▶ [What the task asks]
Where the line containing "Please return the segmentation of every instance of the string" appears, start copying; continue through the last line below and copy nothing else.

▶ [Data extract]
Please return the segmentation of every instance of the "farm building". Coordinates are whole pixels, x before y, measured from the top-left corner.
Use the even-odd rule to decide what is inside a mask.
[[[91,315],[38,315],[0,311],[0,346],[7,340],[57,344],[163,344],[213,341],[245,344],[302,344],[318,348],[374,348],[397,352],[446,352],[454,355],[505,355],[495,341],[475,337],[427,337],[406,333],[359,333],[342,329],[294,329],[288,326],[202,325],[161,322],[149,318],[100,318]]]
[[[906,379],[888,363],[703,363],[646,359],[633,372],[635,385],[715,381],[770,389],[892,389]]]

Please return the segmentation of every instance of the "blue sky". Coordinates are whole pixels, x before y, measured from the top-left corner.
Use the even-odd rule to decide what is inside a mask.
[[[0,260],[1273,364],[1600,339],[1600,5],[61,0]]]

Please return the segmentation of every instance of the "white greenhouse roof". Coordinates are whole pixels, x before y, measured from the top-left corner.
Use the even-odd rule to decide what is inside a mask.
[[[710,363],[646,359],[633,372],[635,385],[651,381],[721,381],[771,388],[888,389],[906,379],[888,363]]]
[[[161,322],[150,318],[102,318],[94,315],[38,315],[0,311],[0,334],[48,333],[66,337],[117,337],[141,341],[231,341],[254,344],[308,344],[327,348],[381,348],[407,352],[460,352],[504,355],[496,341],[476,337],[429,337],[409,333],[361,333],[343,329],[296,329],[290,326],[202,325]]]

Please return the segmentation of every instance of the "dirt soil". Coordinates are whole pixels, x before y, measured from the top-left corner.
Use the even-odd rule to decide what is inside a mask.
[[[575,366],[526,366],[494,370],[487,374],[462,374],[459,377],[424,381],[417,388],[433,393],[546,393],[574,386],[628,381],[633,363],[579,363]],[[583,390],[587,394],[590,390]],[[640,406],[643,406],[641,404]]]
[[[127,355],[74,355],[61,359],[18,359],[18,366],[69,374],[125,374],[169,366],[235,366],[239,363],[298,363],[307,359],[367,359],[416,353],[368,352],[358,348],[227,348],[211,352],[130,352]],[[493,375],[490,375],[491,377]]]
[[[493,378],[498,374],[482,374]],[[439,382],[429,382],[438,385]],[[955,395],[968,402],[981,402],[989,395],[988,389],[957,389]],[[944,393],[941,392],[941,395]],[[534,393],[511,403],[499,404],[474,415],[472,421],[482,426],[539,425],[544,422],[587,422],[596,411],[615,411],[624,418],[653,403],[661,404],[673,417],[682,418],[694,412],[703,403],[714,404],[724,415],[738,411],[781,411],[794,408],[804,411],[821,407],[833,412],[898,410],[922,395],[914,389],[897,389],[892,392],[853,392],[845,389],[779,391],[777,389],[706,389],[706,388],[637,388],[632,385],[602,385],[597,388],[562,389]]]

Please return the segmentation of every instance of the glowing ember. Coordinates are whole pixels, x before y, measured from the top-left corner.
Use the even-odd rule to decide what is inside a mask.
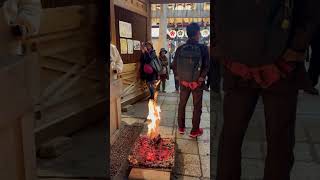
[[[150,139],[155,139],[159,136],[159,124],[160,124],[160,107],[157,105],[156,101],[150,99],[148,103],[149,114],[147,119],[151,120],[148,124],[148,137]]]
[[[171,169],[174,165],[174,140],[161,138],[159,133],[160,107],[157,98],[148,103],[149,114],[147,135],[141,135],[135,142],[129,162],[132,167]]]
[[[174,141],[159,138],[155,143],[148,136],[140,136],[128,160],[132,167],[170,169],[174,165]]]

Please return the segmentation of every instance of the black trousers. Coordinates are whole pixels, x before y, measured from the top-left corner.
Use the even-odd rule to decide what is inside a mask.
[[[176,88],[176,91],[179,91],[180,89],[180,82],[176,79],[176,75],[174,75],[174,86]]]
[[[313,87],[318,84],[320,76],[320,38],[317,40],[318,41],[311,42],[312,54],[308,69],[309,78],[312,81]]]
[[[190,88],[186,88],[183,85],[180,86],[178,125],[179,128],[185,127],[186,105],[191,93],[193,98],[192,130],[197,130],[200,126],[200,118],[202,114],[203,88],[197,88],[191,91]]]
[[[262,96],[268,143],[264,180],[289,180],[294,163],[297,73],[260,89],[254,82],[224,75],[224,124],[218,151],[217,180],[240,180],[241,146],[248,123]]]
[[[208,85],[211,90],[220,92],[221,84],[221,63],[217,60],[210,62],[210,70],[208,73]]]

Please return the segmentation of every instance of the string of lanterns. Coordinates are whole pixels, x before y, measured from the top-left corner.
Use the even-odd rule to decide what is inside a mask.
[[[167,30],[167,34],[171,39],[174,39],[176,37],[178,37],[178,38],[188,37],[186,31],[183,29],[179,29],[177,31],[175,29]],[[210,30],[209,29],[202,29],[200,31],[200,34],[202,37],[207,38],[210,36]]]

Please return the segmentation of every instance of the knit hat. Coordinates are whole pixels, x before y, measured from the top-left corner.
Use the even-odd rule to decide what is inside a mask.
[[[147,41],[147,42],[145,42],[144,44],[145,44],[145,45],[150,44],[150,45],[152,46],[152,48],[153,48],[153,44],[152,44],[151,41]]]
[[[164,52],[165,54],[167,54],[168,51],[167,51],[165,48],[161,48],[161,49],[160,49],[160,53],[161,53],[161,52]]]

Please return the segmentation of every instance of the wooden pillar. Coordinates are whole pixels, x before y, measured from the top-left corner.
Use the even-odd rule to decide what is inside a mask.
[[[0,179],[35,180],[33,103],[26,59],[7,56],[0,65]]]
[[[114,12],[114,0],[110,0],[110,28],[111,28],[111,43],[116,45],[116,17]]]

▶ [Exercise output]
Please return the segmentation of every instance of the string of lanterns. Coordinates are whole pixels, x before y, measured from the top-left corner.
Use the even-odd rule to decide what is inside a mask.
[[[167,30],[167,34],[171,39],[174,39],[176,37],[178,37],[178,38],[188,37],[186,31],[183,29],[179,29],[177,31],[175,29]],[[210,30],[209,29],[202,29],[200,31],[200,34],[202,37],[207,38],[210,36]]]

Please return the segmentation of every instance of the knit hat. Coordinates are whole pixels, x before y, measured from the top-left corner.
Use the even-odd rule to decide what is inside a mask.
[[[147,41],[147,42],[145,42],[144,44],[145,44],[145,45],[150,44],[150,45],[152,46],[152,48],[153,48],[153,44],[152,44],[151,41]]]
[[[164,52],[165,54],[167,54],[168,51],[167,51],[165,48],[161,48],[161,49],[160,49],[160,53],[161,53],[161,52]]]

Please return the segmentation of every instance of the wooden pillar. Coordinates are whole pixels, x before y, measured from the top-left corner.
Use the even-odd rule to decide what is inside a mask.
[[[0,179],[35,180],[33,103],[26,59],[7,56],[0,65]]]
[[[114,12],[114,0],[110,0],[110,28],[111,28],[111,43],[116,45],[116,17]]]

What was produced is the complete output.